__Pasaje seleccionado__.

..........

Debemos entender los límites que tienen los gobernantes de esta isla. Pero
siempre está presente en esta isla, y lo he visto en los responsables que he
visitado, [el compromiso] de convertirse, con la gracia de Dios, en taller de
fraternidad. Y podrá serlo con dos condiciones: la primera es el reconocimiento
efectivo de la dignidad de cada persona humana (cf. Carta enc. Fratelli tutti, 8).
Nuestra dignidad no se vende, no se alquila, no se pierde. La frente alta: yo soy
digno hijo de Dios. El reconocimiento efectivo de la dignidad de toda persona
humana: este es el fundamento ético, un fundamento universal que está
también en el centro de la doctrina social cristiana. La segunda condición es la
apertura confiada a Dios, Padre de todos, y este es el “fermento” que estamos
llamados a ser como creyentes (cf. ibíd., 272).
Con estas condiciones es posible que el sueño se traduzca en un viaje cotidiano,
hecho de pasos concretos que van del conflicto a la comunión, del odio al amor,
de la huida al encuentro. Un camino paciente que, día tras día, nos hace entrar
en la tierra que Dios ha preparado para nosotros, la tierra donde, si te
preguntan: “¿Quién eres?”, puedes responder a cara descubierta: “Mira, soy tu
hermano, ¿no me conoces?”. Y andar así, lentamente.
Escuchándolos a ustedes, mirándolos a la cara, la memoria va más allá, va a los
sufrimientos. Ustedes llegaron aquí, pero, ¿cuántos de sus hermanos y
hermanas se quedaron en el camino? ¿Cuántos, desesperados, empezaron el
viaje en condiciones muy difíciles, incluso precarias, y no pudieron llegar?

..........

__Material extraído__.
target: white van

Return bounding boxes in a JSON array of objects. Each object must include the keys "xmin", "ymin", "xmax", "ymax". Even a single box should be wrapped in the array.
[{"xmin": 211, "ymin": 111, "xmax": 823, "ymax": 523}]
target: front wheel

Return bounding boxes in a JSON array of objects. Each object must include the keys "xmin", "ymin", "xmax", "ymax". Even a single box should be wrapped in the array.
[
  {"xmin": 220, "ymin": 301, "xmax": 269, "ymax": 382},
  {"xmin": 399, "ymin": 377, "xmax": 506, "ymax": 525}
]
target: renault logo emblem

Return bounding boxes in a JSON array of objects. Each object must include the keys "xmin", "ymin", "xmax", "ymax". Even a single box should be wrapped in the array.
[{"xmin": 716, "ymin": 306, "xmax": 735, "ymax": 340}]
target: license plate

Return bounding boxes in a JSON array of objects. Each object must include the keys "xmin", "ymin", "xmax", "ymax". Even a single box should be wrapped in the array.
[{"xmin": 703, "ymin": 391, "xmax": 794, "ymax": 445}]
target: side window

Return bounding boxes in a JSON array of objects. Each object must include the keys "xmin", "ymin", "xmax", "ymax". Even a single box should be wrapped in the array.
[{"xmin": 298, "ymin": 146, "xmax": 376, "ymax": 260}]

..........

__Tarea por realizar__.
Cita textualmente el fragmento del pasaje seleccionado que empieza en "Con estas condiciones" y termina en "no pudieron llegar?".

__Resultado obtenido__.
Con estas condiciones es posible que el sueño se traduzca en un viaje cotidiano,
hecho de pasos concretos que van del conflicto a la comunión, del odio al amor,
de la huida al encuentro. Un camino paciente que, día tras día, nos hace entrar
en la tierra que Dios ha preparado para nosotros, la tierra donde, si te
preguntan: “¿Quién eres?”, puedes responder a cara descubierta: “Mira, soy tu
hermano, ¿no me conoces?”. Y andar así, lentamente.
Escuchándolos a ustedes, mirándolos a la cara, la memoria va más allá, va a los
sufrimientos. Ustedes llegaron aquí, pero, ¿cuántos de sus hermanos y
hermanas se quedaron en el camino? ¿Cuántos, desesperados, empezaron el
viaje en condiciones muy difíciles, incluso precarias, y no pudieron llegar?